Task to complete: Could you repeat, character for character, the data from the line containing "the **dirt infield surface**?" through the end of the data, both ends included?

Recorded data:
=====

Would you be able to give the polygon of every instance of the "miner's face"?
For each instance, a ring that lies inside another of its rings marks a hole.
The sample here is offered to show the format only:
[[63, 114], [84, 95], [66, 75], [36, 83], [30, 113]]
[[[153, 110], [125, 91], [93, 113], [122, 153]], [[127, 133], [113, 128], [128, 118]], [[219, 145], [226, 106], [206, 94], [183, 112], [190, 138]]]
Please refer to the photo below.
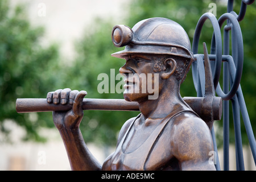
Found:
[[150, 55], [132, 55], [126, 58], [126, 62], [119, 69], [124, 75], [126, 101], [140, 102], [158, 97], [162, 84], [159, 73], [154, 71], [155, 62]]

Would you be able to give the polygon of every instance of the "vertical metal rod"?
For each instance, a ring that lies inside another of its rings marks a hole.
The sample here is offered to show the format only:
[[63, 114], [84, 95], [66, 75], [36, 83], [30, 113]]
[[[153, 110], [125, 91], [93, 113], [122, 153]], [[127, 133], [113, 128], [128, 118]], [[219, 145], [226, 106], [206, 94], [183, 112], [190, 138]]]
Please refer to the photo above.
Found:
[[212, 134], [212, 140], [213, 142], [213, 147], [214, 147], [214, 150], [215, 151], [215, 159], [216, 159], [216, 164], [215, 164], [215, 167], [216, 168], [217, 171], [221, 171], [221, 167], [220, 167], [220, 159], [218, 158], [218, 148], [217, 148], [217, 143], [216, 143], [216, 137], [215, 137], [215, 132], [214, 132], [214, 127], [213, 126], [212, 126], [212, 130], [210, 130], [210, 133]]
[[[224, 28], [224, 54], [229, 55], [229, 31]], [[223, 63], [223, 92], [226, 94], [229, 89], [228, 63]], [[224, 170], [229, 170], [229, 101], [223, 101], [223, 152]]]
[[237, 170], [245, 170], [243, 163], [243, 148], [241, 133], [240, 110], [238, 101], [236, 95], [231, 100], [232, 103], [233, 118], [235, 132], [236, 156], [237, 160]]
[[[234, 80], [234, 75], [236, 72], [236, 68], [234, 65], [234, 63], [233, 61], [230, 61], [229, 62], [229, 65], [230, 67], [229, 69], [231, 74], [231, 78], [233, 80]], [[239, 102], [239, 105], [240, 106], [242, 116], [243, 117], [243, 123], [245, 125], [250, 146], [251, 147], [254, 163], [256, 165], [256, 142], [255, 140], [254, 135], [253, 134], [253, 131], [251, 128], [250, 118], [248, 115], [248, 112], [247, 111], [247, 108], [245, 105], [245, 101], [243, 98], [241, 85], [239, 86], [238, 89], [237, 90], [237, 96]]]
[[245, 130], [246, 130], [248, 140], [251, 147], [251, 153], [254, 160], [255, 165], [256, 166], [256, 142], [255, 140], [254, 135], [253, 134], [253, 129], [251, 128], [250, 118], [248, 115], [248, 112], [247, 111], [245, 99], [243, 96], [241, 86], [239, 87], [237, 95], [239, 104], [240, 105], [240, 109], [243, 118], [243, 123], [245, 125]]

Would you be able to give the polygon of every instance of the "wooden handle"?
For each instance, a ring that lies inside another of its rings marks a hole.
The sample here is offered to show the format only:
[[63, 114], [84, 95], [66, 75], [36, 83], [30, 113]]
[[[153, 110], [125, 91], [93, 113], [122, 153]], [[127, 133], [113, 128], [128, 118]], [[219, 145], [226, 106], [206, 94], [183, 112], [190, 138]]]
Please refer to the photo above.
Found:
[[[19, 113], [65, 111], [72, 109], [70, 104], [48, 104], [46, 98], [18, 98], [16, 111]], [[84, 98], [83, 110], [139, 111], [137, 102], [123, 99]]]
[[[204, 97], [184, 97], [185, 102], [197, 114], [202, 117], [204, 111]], [[222, 100], [215, 97], [212, 108], [214, 120], [221, 118]], [[84, 98], [83, 110], [139, 111], [139, 105], [135, 102], [128, 102], [123, 99]], [[72, 109], [70, 104], [55, 105], [48, 104], [46, 98], [18, 98], [16, 101], [16, 111], [19, 113], [65, 111]]]

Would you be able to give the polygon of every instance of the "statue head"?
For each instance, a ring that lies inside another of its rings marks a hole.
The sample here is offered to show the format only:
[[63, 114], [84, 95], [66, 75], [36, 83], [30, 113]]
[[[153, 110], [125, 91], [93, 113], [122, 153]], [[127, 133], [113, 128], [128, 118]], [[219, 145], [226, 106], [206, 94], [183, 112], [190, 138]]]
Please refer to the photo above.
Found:
[[[127, 60], [134, 59], [135, 63], [129, 63], [132, 65], [130, 68], [139, 67], [139, 65], [135, 65], [138, 60], [150, 62], [152, 73], [159, 73], [162, 79], [173, 75], [179, 85], [185, 78], [193, 60], [186, 32], [180, 24], [167, 18], [144, 19], [133, 28], [124, 25], [115, 26], [112, 37], [115, 46], [125, 46], [124, 50], [113, 53], [113, 56], [126, 59], [126, 64]], [[119, 70], [121, 73], [123, 73], [122, 69], [124, 67]], [[130, 69], [130, 73], [132, 69]], [[151, 72], [150, 70], [145, 72]]]

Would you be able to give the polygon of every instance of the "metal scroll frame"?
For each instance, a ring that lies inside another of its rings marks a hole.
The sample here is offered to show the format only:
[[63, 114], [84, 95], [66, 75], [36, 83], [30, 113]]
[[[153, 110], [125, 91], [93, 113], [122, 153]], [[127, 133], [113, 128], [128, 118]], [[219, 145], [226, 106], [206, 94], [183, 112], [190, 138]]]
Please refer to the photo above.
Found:
[[[192, 52], [195, 61], [192, 63], [192, 70], [194, 85], [197, 97], [205, 94], [205, 76], [204, 67], [204, 54], [198, 53], [198, 45], [202, 27], [206, 20], [209, 19], [213, 28], [210, 53], [210, 61], [213, 84], [217, 94], [223, 100], [223, 146], [224, 169], [229, 169], [229, 101], [231, 101], [235, 131], [236, 156], [237, 170], [245, 170], [241, 133], [240, 113], [242, 115], [250, 146], [256, 166], [256, 142], [250, 118], [245, 105], [240, 81], [243, 64], [243, 47], [242, 32], [239, 24], [246, 13], [247, 5], [254, 0], [242, 0], [239, 14], [233, 11], [233, 0], [229, 0], [228, 13], [222, 15], [218, 20], [209, 13], [203, 14], [196, 27], [192, 44]], [[223, 33], [223, 55], [221, 28], [226, 20]], [[231, 31], [232, 55], [229, 55], [229, 31]], [[223, 63], [223, 90], [219, 79]], [[229, 87], [230, 89], [229, 90]], [[216, 154], [216, 167], [221, 170], [215, 138], [214, 127], [211, 130]]]

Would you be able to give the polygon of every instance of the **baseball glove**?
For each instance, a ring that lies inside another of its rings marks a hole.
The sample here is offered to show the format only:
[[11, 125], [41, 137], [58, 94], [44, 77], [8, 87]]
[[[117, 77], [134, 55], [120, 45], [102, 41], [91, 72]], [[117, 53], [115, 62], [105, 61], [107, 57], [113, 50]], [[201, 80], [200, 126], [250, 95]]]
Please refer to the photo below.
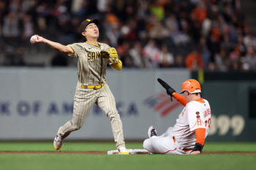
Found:
[[110, 65], [118, 64], [119, 63], [118, 55], [114, 47], [110, 47], [100, 52], [100, 55], [103, 58], [108, 58], [110, 61]]

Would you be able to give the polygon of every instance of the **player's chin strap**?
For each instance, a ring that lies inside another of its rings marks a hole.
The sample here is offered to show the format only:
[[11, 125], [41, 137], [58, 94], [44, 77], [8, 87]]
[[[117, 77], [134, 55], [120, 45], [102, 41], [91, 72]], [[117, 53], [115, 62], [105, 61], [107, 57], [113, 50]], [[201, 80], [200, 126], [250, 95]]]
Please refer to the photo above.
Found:
[[203, 147], [203, 146], [202, 144], [200, 144], [199, 143], [195, 143], [195, 147], [194, 147], [194, 149], [192, 150], [192, 152], [200, 151], [200, 152], [202, 152]]

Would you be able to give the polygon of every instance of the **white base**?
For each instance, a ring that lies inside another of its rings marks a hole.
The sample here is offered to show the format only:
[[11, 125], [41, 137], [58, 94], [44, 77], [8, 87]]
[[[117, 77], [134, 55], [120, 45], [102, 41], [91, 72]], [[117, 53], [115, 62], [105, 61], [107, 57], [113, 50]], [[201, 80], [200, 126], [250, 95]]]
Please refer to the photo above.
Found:
[[[131, 155], [150, 154], [150, 152], [148, 150], [142, 150], [142, 149], [127, 149], [127, 151]], [[108, 151], [108, 155], [116, 155], [116, 154], [118, 154], [118, 150], [114, 150]]]

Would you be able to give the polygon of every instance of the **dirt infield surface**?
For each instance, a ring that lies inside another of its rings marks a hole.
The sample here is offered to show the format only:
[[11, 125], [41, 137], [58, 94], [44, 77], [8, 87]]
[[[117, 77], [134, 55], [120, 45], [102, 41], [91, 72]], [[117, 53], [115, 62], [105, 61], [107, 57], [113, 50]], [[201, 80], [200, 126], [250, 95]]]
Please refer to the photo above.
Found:
[[[1, 151], [0, 154], [82, 154], [82, 155], [107, 155], [107, 152], [99, 151], [85, 151], [85, 152], [33, 152], [33, 151]], [[144, 153], [145, 154], [145, 153]], [[217, 155], [256, 155], [256, 152], [203, 152], [202, 154], [217, 154]]]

=====

Correct response:
Would you be able to give the polygon of every instance of the **dirt infield surface**?
For each instance, a ring that lies inside another of its rings marks a hole.
The sample here is offered to show the format only:
[[11, 125], [41, 137], [58, 94], [44, 77], [8, 87]]
[[[117, 77], [134, 55], [120, 45], [102, 41], [91, 72]], [[117, 53], [115, 62], [105, 61], [107, 57], [113, 50]], [[201, 80], [200, 126], [250, 95]]]
Please refer to the photo above.
Found:
[[[1, 151], [0, 154], [82, 154], [82, 155], [107, 155], [107, 152], [99, 151], [85, 151], [85, 152], [33, 152], [33, 151]], [[144, 153], [145, 154], [145, 153]], [[217, 155], [256, 155], [256, 152], [203, 152], [202, 154], [217, 154]]]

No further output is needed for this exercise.